§ **Exercise objective**: Write out exactly the lines below from the one containing "Reviewer note: check that every instance of the wolf's muzzle" to the last, both ends kept, and nothing more; skip all pictures.

§ **Material provided**:
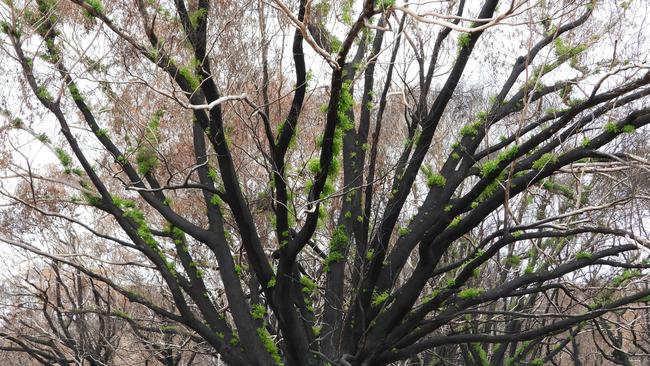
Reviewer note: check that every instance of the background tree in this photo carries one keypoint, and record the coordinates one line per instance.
(318, 182)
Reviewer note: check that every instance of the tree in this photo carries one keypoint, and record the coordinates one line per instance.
(316, 182)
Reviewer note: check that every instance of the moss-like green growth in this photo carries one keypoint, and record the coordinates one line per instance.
(190, 77)
(628, 129)
(43, 94)
(316, 330)
(313, 165)
(379, 298)
(455, 221)
(544, 160)
(383, 5)
(626, 276)
(270, 345)
(43, 138)
(611, 127)
(489, 167)
(258, 311)
(436, 180)
(64, 158)
(564, 51)
(75, 93)
(101, 132)
(513, 261)
(403, 231)
(96, 5)
(196, 17)
(215, 200)
(464, 40)
(308, 285)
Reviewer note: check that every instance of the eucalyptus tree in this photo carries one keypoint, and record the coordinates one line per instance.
(343, 183)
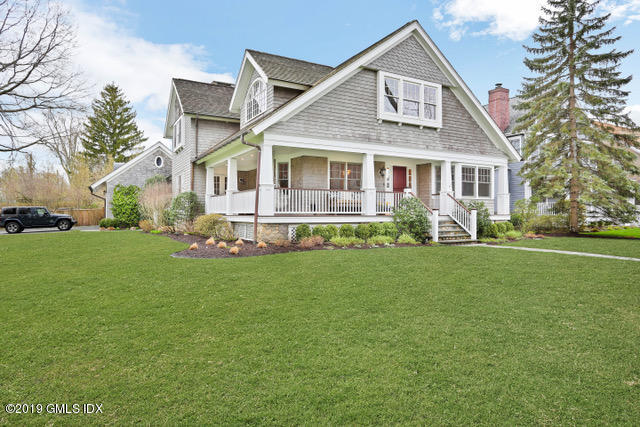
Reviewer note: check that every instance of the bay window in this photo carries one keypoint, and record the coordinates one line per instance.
(407, 100)
(345, 176)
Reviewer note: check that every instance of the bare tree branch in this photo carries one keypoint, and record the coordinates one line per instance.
(37, 81)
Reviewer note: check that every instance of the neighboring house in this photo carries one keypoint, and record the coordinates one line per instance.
(505, 113)
(339, 145)
(155, 160)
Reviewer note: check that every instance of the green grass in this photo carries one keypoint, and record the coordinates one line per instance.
(619, 247)
(629, 233)
(427, 335)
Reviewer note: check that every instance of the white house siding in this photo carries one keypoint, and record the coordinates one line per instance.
(138, 174)
(349, 112)
(210, 132)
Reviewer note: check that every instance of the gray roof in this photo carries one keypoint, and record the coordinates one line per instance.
(289, 69)
(208, 99)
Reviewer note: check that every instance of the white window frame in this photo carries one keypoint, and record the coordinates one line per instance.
(178, 140)
(476, 182)
(401, 118)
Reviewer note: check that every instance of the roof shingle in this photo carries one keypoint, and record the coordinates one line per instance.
(209, 99)
(289, 69)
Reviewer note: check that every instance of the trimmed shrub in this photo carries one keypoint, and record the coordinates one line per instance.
(410, 217)
(492, 231)
(184, 209)
(483, 217)
(145, 225)
(380, 240)
(302, 232)
(332, 231)
(376, 229)
(362, 231)
(407, 239)
(209, 225)
(124, 205)
(346, 241)
(346, 230)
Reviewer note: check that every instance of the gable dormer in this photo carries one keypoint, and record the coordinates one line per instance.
(267, 81)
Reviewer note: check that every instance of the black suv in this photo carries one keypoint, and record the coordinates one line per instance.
(14, 220)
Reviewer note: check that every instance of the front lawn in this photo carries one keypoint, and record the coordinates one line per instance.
(628, 233)
(619, 247)
(429, 335)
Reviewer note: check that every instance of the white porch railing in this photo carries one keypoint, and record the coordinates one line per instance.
(459, 213)
(317, 201)
(387, 200)
(243, 201)
(216, 204)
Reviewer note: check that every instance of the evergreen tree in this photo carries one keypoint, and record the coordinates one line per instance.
(573, 104)
(111, 130)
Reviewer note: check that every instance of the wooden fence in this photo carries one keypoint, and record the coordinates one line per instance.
(84, 216)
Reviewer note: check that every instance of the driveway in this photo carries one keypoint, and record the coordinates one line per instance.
(53, 229)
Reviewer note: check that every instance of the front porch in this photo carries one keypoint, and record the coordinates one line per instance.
(322, 186)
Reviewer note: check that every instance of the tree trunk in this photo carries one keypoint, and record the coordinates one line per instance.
(574, 188)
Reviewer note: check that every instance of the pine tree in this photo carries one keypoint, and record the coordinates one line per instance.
(573, 104)
(111, 130)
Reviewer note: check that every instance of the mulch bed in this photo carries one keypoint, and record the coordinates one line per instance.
(247, 249)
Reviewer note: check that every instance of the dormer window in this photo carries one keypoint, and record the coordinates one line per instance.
(256, 101)
(406, 100)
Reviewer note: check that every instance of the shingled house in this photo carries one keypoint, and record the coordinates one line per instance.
(342, 144)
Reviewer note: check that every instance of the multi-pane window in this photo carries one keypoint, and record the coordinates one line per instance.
(407, 100)
(439, 178)
(345, 176)
(391, 95)
(283, 175)
(484, 182)
(468, 181)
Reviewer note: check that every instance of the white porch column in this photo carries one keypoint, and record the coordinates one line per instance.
(445, 186)
(232, 183)
(502, 198)
(368, 185)
(266, 204)
(457, 191)
(208, 190)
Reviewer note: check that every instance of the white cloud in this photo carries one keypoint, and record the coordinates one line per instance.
(109, 52)
(511, 19)
(503, 18)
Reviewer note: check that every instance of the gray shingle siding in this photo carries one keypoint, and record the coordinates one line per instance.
(209, 133)
(516, 183)
(410, 59)
(349, 112)
(138, 174)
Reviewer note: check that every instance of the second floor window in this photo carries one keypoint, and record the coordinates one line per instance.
(407, 100)
(256, 100)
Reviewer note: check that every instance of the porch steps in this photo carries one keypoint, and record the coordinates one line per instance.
(450, 232)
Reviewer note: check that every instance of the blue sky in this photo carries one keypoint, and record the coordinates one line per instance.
(140, 45)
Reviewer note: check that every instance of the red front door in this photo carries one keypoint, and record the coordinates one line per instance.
(399, 178)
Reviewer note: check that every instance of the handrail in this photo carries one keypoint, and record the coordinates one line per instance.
(423, 203)
(458, 202)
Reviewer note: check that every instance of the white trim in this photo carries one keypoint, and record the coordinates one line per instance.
(380, 149)
(466, 97)
(400, 117)
(131, 163)
(239, 91)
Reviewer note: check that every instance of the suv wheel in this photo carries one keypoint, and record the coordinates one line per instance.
(12, 227)
(64, 225)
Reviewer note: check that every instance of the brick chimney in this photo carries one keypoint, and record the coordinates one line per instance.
(499, 106)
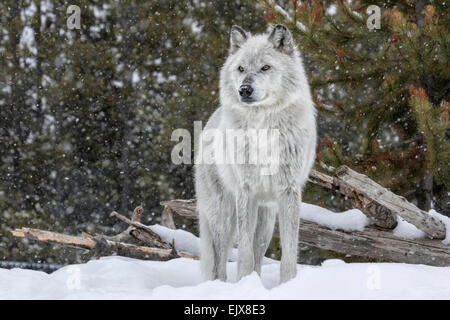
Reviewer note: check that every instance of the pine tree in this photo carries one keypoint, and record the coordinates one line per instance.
(383, 94)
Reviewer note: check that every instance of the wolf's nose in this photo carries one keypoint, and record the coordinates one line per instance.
(245, 91)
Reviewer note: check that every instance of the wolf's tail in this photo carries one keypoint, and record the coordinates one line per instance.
(207, 256)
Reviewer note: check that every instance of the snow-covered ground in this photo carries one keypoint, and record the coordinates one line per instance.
(125, 278)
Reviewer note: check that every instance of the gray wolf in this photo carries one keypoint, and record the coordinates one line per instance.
(262, 86)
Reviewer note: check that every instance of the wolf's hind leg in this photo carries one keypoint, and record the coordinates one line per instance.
(216, 233)
(263, 234)
(246, 212)
(289, 219)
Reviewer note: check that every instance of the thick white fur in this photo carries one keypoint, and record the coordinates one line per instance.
(237, 197)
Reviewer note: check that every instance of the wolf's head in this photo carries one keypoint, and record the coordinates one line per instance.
(261, 70)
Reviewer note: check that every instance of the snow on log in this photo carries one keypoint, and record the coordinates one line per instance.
(366, 202)
(100, 245)
(371, 242)
(381, 205)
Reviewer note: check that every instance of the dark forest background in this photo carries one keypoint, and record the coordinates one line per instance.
(86, 115)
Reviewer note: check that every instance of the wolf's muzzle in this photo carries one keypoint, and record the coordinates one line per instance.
(245, 91)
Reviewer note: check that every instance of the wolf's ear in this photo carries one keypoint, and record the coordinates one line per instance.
(237, 38)
(282, 40)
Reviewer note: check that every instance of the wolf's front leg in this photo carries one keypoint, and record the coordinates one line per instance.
(289, 220)
(246, 223)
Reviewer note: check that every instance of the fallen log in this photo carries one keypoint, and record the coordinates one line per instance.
(381, 205)
(371, 243)
(142, 232)
(101, 245)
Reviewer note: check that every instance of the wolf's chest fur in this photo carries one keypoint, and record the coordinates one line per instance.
(278, 147)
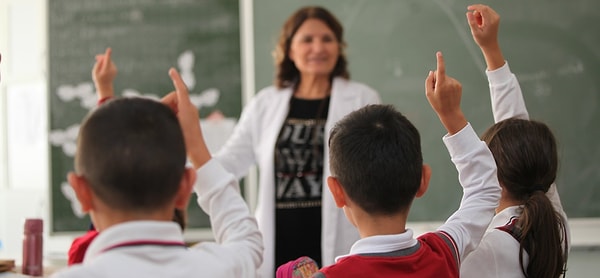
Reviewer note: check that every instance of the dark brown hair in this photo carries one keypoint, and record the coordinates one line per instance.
(526, 156)
(287, 72)
(375, 153)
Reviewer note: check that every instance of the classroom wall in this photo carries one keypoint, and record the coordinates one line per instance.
(23, 111)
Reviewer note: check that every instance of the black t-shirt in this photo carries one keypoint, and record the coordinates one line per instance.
(299, 181)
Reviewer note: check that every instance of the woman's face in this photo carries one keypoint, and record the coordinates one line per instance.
(314, 48)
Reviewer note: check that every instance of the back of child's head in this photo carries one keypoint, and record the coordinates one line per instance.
(132, 153)
(375, 153)
(526, 156)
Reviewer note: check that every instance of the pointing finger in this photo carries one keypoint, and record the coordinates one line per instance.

§ **Answer area**:
Reviewer note: check that every instance of the wolf's muzzle in this photo carries one keypoint, and record the coordinates one line per instance.
(245, 91)
Reviewer note: check that every instance of the wolf's ear in this photo carries one keypoint, and record the coordinates one line per instance.
(237, 38)
(282, 40)
Reviewer note: check that every instance of the wolf's front leg in this photo carries one keypoint, and record the coordinates one line per instance.
(289, 220)
(246, 223)
Reviewer note: check that every instance of the fallen log in this photo carries one keypoint, and record the coordinates one line per instance.
(381, 205)
(371, 243)
(142, 232)
(101, 245)
Reviewer note: check that every instance of the wolf's chest fur in this photo carries one keypoint, and record the coordinates one line per instance.
(278, 147)
Reviewer note: check that every instance of the dark brown hair in this photo carries one keypoint, and record the coordinates one line per instance.
(526, 156)
(287, 72)
(375, 153)
Reviewer note: check that every instance of the classroom wall in this photo carries one keypoint, and record the coordinates one line per instance.
(23, 111)
Reviewer note: check that every instance of the black t-shirt in this photo carries one keypoint, and record the coordinates one line per instance.
(299, 181)
Reviewer note: check that every instance of the woman's face in this photo carries one keypoint, and record the coordinates one line per instance.
(314, 48)
Reviewer note: check that every instance of the back of child's head in this photo carries one keypoint, and record the coordinates one line per instance.
(132, 153)
(375, 153)
(526, 156)
Reviewer note: check that every instance of the pointing finger in this photo carries one keypoint, and record the coordinates one line per instance.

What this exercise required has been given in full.